[Excerpts of bounding box data]

++++++++

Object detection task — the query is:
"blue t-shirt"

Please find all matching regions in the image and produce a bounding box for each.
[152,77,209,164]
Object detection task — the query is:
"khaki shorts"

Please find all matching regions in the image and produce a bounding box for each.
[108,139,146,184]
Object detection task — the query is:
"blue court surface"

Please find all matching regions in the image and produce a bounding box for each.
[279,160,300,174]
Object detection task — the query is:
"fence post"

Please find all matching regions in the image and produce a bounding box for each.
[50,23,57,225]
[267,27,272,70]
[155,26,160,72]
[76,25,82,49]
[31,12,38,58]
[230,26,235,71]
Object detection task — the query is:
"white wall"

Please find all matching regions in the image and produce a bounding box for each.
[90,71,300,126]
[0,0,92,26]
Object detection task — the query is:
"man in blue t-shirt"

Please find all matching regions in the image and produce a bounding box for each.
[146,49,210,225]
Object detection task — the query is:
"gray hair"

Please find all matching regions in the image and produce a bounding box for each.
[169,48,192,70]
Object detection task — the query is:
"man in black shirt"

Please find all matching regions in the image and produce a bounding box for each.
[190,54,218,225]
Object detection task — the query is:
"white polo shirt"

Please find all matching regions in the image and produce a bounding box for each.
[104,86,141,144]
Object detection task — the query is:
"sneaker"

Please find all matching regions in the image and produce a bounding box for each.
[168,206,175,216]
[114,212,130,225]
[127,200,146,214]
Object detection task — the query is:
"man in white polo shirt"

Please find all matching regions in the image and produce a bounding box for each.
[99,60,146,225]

++++++++

— Set task —
Rewrite all of the records above, switching every occurrence of "bounding box" to "rectangle" and leaving everything else unchanged.

— The solution —
Object detection task — the query is:
"blue t-shirt"

Please find all matching regions in the image and produce a rectangle for each.
[152,77,209,164]
Object detection task — the query is:
"khaki shorts"

Please find all matching regions in the image and produce a rectangle for each.
[108,139,146,184]
Object detection task — the query is:
"blue court surface"

Please find all matching regions in the image and produce a rectangle for each.
[279,160,300,174]
Object detection task — the query is:
"fence post"

Please find all matching regions in the image and produce a rectangle for each.
[50,23,57,225]
[267,27,272,70]
[155,26,160,72]
[76,25,82,49]
[31,12,38,58]
[230,26,235,71]
Object detection task — the query is:
"white wall"

Please find all matching regions in the image and produce a rectangle for each.
[90,71,300,126]
[0,0,92,26]
Object detection task — the query is:
"man in blue t-shirt"

Please find all matching regions in the image and produce a rectangle for each.
[146,49,210,225]
Object detection task — the query is:
"gray hair"

Please find all matching regions in the image and produce a rectangle for each.
[169,48,192,70]
Object detection task — the query is:
"man in black shirt"

Please find all matching regions in the image and produce a rectangle for each.
[190,54,218,225]
Object detection task — the query is:
"white polo shirt"

Please find all matching regions in the image and produce a rectangle for each.
[104,86,141,144]
Object detection task — the query is:
"sneaker"

Please find all matching regions in the image and produce a rectangle for each.
[168,206,175,216]
[114,212,130,225]
[127,200,146,214]
Object detection task — the query is:
"man in white polo shirt"

Please find all matching regions in the image and produce a rectangle for each.
[99,60,146,225]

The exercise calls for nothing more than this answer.